▶ Do this
Reproduce, unchanged, everything from the line containing "Guideline: for each instance of the lamp" down through the end of the items, and output nothing else.

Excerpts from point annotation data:
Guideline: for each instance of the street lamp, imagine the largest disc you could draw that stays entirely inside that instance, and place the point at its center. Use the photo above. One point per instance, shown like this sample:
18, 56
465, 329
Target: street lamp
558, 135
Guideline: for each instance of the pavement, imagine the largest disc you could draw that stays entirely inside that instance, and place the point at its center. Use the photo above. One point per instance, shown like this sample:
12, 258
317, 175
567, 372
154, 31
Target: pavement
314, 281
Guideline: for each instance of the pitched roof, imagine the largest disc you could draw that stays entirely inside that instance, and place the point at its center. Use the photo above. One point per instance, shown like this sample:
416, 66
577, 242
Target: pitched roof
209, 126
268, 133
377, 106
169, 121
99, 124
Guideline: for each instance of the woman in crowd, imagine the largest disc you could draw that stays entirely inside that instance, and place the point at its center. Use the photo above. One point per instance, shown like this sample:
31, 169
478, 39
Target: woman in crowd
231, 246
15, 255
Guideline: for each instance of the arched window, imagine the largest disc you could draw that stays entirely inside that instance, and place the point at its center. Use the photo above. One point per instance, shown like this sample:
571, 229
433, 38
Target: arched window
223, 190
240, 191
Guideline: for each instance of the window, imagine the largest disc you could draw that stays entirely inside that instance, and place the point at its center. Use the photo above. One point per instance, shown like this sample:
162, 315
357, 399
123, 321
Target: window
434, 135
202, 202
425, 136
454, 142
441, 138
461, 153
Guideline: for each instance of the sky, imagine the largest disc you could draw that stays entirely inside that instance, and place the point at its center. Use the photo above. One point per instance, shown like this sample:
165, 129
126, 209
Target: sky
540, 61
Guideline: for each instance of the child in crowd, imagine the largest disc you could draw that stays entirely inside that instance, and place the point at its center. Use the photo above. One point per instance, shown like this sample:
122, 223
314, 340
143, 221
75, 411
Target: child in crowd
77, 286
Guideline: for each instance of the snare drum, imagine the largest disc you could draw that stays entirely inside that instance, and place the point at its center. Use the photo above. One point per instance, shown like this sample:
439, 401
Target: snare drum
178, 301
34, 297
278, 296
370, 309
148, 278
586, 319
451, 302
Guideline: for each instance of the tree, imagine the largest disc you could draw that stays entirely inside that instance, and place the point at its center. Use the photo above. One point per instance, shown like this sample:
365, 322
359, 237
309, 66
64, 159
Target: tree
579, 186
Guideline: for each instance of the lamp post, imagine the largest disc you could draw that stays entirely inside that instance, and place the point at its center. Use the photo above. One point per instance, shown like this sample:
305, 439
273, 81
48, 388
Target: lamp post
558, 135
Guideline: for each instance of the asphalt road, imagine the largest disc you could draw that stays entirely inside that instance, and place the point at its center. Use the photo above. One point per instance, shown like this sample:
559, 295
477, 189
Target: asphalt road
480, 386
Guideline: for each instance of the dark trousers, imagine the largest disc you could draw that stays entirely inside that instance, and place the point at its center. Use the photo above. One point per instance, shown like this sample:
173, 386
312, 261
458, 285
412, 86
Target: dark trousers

▶ Problem solution
Guideline: for each instance of the lamp post, imagine the largest disc you could draw that stays entirely inside that instance, and place the point at its center. Use the photo above. One point per instance, shown like this sample:
305, 439
273, 81
48, 388
Target: lamp post
558, 135
Guideline: for each instance of the asphalt road, imagine the largest disc you could draw that stays entirely inside that instance, and place the point at its center. Use the photo above. One point per instance, shown like this sample:
559, 295
477, 189
Target: asphalt road
480, 386
Guideline: for each instance of the dark trousers, imagine the largest disc you could draw that stays entirely inside that instance, and place the point at its center. Use the photo above. One point per instance, shown like this sample:
173, 386
312, 261
458, 285
412, 86
Target: dark trousers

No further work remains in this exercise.